__DIRECTION__
In the listing below, switch every "simplified polygon" to "reduced polygon" and leave everything else as it is.

__RECORDS TO PROCESS__
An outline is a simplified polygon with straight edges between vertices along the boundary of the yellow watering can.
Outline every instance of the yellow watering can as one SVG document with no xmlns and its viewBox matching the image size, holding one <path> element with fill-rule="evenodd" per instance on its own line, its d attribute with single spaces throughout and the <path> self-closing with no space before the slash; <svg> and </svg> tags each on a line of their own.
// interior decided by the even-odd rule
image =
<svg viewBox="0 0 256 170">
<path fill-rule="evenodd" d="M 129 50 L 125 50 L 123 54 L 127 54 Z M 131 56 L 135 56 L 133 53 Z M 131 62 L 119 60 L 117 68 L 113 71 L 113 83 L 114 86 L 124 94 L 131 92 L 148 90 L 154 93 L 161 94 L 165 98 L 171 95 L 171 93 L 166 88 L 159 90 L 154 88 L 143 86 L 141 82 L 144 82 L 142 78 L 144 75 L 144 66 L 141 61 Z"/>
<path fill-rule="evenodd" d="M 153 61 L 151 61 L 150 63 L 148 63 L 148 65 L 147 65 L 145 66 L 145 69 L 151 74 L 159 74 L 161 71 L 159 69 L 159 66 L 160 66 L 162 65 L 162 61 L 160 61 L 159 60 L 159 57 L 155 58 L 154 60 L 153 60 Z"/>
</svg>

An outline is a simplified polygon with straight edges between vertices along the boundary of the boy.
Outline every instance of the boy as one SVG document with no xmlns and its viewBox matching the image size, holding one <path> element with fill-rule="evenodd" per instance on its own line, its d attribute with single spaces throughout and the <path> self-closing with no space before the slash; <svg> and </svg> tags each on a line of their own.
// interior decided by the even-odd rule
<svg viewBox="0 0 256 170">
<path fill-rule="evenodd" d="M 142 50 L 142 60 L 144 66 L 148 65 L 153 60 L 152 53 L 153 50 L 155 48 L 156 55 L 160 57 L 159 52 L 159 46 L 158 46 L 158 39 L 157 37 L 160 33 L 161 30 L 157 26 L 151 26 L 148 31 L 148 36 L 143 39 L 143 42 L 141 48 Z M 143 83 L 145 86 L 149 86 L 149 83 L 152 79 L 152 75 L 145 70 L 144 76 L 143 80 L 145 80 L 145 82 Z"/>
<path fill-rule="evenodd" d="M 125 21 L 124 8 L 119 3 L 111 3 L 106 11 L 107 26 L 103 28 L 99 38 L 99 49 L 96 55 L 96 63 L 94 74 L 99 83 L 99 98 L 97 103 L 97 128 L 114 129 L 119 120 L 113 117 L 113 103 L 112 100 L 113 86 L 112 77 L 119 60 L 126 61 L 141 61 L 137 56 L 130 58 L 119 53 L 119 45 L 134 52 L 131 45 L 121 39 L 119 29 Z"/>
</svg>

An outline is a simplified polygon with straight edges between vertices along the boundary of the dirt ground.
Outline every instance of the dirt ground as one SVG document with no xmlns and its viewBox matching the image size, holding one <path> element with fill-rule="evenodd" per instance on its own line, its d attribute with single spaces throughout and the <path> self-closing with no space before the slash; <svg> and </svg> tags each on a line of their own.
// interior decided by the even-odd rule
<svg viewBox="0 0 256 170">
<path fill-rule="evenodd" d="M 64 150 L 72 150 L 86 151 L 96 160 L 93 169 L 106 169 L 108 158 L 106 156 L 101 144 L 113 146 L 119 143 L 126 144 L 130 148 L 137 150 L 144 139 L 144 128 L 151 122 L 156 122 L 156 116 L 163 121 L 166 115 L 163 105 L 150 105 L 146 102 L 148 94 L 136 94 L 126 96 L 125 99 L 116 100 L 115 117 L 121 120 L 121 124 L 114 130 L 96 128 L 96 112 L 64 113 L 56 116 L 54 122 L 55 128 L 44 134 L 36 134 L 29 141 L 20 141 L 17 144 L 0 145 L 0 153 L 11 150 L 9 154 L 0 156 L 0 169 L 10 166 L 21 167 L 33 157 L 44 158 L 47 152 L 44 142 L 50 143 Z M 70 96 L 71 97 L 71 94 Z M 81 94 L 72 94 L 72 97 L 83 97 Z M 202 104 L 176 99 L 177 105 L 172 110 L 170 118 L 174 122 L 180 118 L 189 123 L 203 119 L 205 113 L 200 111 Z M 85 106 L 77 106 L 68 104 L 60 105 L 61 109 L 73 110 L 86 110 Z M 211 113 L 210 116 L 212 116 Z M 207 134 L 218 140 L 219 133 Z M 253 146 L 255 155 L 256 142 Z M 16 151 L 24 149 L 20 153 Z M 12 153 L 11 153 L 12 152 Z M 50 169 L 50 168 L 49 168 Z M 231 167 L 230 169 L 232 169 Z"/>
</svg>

__THE REPLY__
An outline is a reduced polygon with straight edges between vertices along the boundary of the yellow watering can.
Outline every instance of the yellow watering can as one SVG document with no xmlns and its viewBox matching the image size, holding one <path> element with fill-rule="evenodd" per instance on its own line, its d attribute with single spaces throughout and the <path> self-closing with no space before the slash; <svg> and </svg> tags each on a line of their own.
// interior decided by the even-odd rule
image =
<svg viewBox="0 0 256 170">
<path fill-rule="evenodd" d="M 129 50 L 125 50 L 123 54 L 127 54 Z M 131 56 L 135 56 L 133 53 Z M 131 62 L 119 60 L 117 68 L 113 71 L 113 83 L 114 86 L 124 94 L 131 92 L 148 90 L 154 93 L 161 94 L 165 98 L 171 95 L 171 93 L 166 88 L 159 90 L 154 88 L 143 86 L 141 82 L 144 82 L 142 78 L 144 75 L 144 66 L 141 61 Z"/>
<path fill-rule="evenodd" d="M 153 61 L 151 61 L 150 63 L 148 63 L 148 65 L 147 65 L 145 66 L 145 69 L 151 74 L 159 74 L 161 71 L 159 69 L 159 66 L 160 66 L 162 65 L 162 61 L 160 61 L 159 60 L 159 57 L 155 58 L 154 60 L 153 60 Z"/>
</svg>

An outline is a reduced polygon with straight edges between vertices along the boundary of the boy.
Outline every instance of the boy as one SVG document with no xmlns and its viewBox matching the image size, holding one <path> element with fill-rule="evenodd" per instance on its own line, its d attribute with single spaces throughout and the <path> self-closing with no space before the slash; <svg> and </svg> tags each on a line of their own.
// interior decided by the even-odd rule
<svg viewBox="0 0 256 170">
<path fill-rule="evenodd" d="M 142 50 L 142 60 L 144 66 L 148 65 L 153 60 L 152 53 L 153 50 L 155 48 L 156 55 L 160 57 L 159 52 L 159 46 L 158 46 L 158 39 L 157 37 L 160 33 L 161 30 L 157 26 L 151 26 L 148 31 L 148 36 L 143 39 L 143 42 L 141 48 Z M 143 83 L 145 86 L 149 86 L 149 83 L 152 79 L 152 75 L 145 70 L 144 76 L 143 80 L 145 80 L 145 82 Z"/>
<path fill-rule="evenodd" d="M 125 21 L 124 8 L 119 3 L 111 3 L 106 11 L 107 26 L 103 28 L 99 38 L 99 49 L 96 55 L 96 63 L 94 74 L 99 83 L 99 98 L 97 103 L 97 128 L 114 129 L 119 120 L 113 117 L 113 103 L 112 100 L 113 86 L 112 77 L 119 60 L 126 61 L 141 61 L 137 56 L 130 58 L 119 53 L 119 45 L 134 52 L 131 45 L 121 39 L 119 29 Z"/>
</svg>

An outline is a reduced polygon with straight edges between vertices along the boundary of the dirt ground.
Outline every instance of the dirt ground as one SVG document with no xmlns and its viewBox matching the image size, holding one <path> element with fill-rule="evenodd" per instance on its own line, its d attribute with single spaces throughout and the <path> self-closing with no space before the slash; <svg> and </svg> tags each on a line of their own.
// interior decided by the even-odd rule
<svg viewBox="0 0 256 170">
<path fill-rule="evenodd" d="M 64 150 L 72 150 L 86 151 L 96 160 L 93 169 L 106 169 L 108 158 L 106 156 L 101 144 L 113 146 L 119 143 L 126 144 L 130 148 L 137 150 L 144 139 L 144 128 L 151 122 L 156 122 L 156 116 L 163 121 L 166 115 L 163 105 L 150 105 L 146 102 L 148 94 L 136 94 L 126 96 L 125 99 L 116 100 L 115 117 L 121 120 L 121 124 L 114 130 L 96 128 L 96 112 L 64 113 L 56 116 L 54 122 L 55 128 L 44 134 L 36 134 L 29 141 L 20 141 L 17 144 L 0 145 L 0 153 L 11 150 L 9 154 L 0 156 L 0 169 L 10 166 L 21 167 L 33 157 L 44 158 L 47 152 L 44 142 L 50 143 Z M 70 96 L 71 97 L 71 94 Z M 81 94 L 72 94 L 72 97 L 83 97 Z M 202 104 L 176 99 L 177 105 L 172 110 L 170 118 L 174 122 L 180 118 L 189 123 L 203 119 L 205 113 L 200 111 Z M 85 106 L 77 106 L 68 104 L 60 105 L 61 109 L 73 110 L 86 110 Z M 211 113 L 210 116 L 212 116 Z M 207 134 L 218 140 L 219 133 Z M 253 146 L 255 155 L 256 142 Z M 16 151 L 24 149 L 20 153 Z M 12 153 L 11 153 L 12 152 Z M 50 169 L 50 168 L 49 168 Z M 231 167 L 230 169 L 232 169 Z"/>
</svg>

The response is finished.